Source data
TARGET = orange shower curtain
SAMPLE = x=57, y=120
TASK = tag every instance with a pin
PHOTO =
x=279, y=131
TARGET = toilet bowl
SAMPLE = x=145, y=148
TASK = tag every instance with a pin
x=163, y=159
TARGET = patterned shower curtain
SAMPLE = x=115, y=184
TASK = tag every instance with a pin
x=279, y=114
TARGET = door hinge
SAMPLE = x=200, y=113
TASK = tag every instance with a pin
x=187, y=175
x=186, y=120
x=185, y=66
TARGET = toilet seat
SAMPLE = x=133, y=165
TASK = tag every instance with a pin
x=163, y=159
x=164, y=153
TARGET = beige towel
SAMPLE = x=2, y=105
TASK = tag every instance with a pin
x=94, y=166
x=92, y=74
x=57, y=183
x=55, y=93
--
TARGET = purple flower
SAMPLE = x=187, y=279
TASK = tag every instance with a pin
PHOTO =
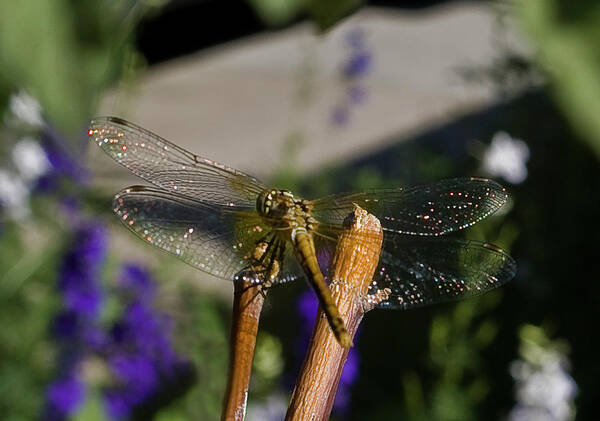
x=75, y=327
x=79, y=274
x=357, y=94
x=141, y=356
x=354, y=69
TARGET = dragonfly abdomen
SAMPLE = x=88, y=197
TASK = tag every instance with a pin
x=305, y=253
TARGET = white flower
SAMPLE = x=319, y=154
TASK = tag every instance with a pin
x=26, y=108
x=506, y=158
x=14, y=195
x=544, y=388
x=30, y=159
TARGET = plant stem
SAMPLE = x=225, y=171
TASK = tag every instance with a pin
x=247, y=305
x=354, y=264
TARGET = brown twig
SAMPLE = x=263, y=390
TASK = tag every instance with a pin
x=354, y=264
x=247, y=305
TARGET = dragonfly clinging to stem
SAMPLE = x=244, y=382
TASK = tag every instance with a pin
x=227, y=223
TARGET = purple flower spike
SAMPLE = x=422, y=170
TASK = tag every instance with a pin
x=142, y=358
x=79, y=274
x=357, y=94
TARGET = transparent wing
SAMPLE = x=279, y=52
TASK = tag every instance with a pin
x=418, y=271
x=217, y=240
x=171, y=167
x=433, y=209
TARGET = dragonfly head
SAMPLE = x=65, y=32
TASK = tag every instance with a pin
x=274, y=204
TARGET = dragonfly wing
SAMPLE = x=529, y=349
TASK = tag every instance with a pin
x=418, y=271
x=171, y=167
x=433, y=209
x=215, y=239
...
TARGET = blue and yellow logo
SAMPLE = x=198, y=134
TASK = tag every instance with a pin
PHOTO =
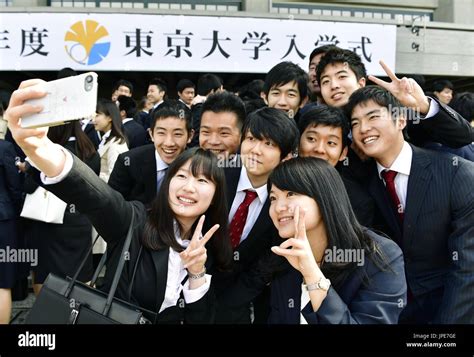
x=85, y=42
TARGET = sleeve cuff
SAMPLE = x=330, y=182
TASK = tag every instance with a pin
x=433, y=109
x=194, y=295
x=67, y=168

◆ **PROBLEM TO SOLVE**
Collect every line of the material that contains the string "dragonfly".

◆ **ANSWER BELOW**
TARGET = dragonfly abdomen
TARGET = dragonfly clinging to stem
TARGET = dragonfly head
TARGET = dragonfly wing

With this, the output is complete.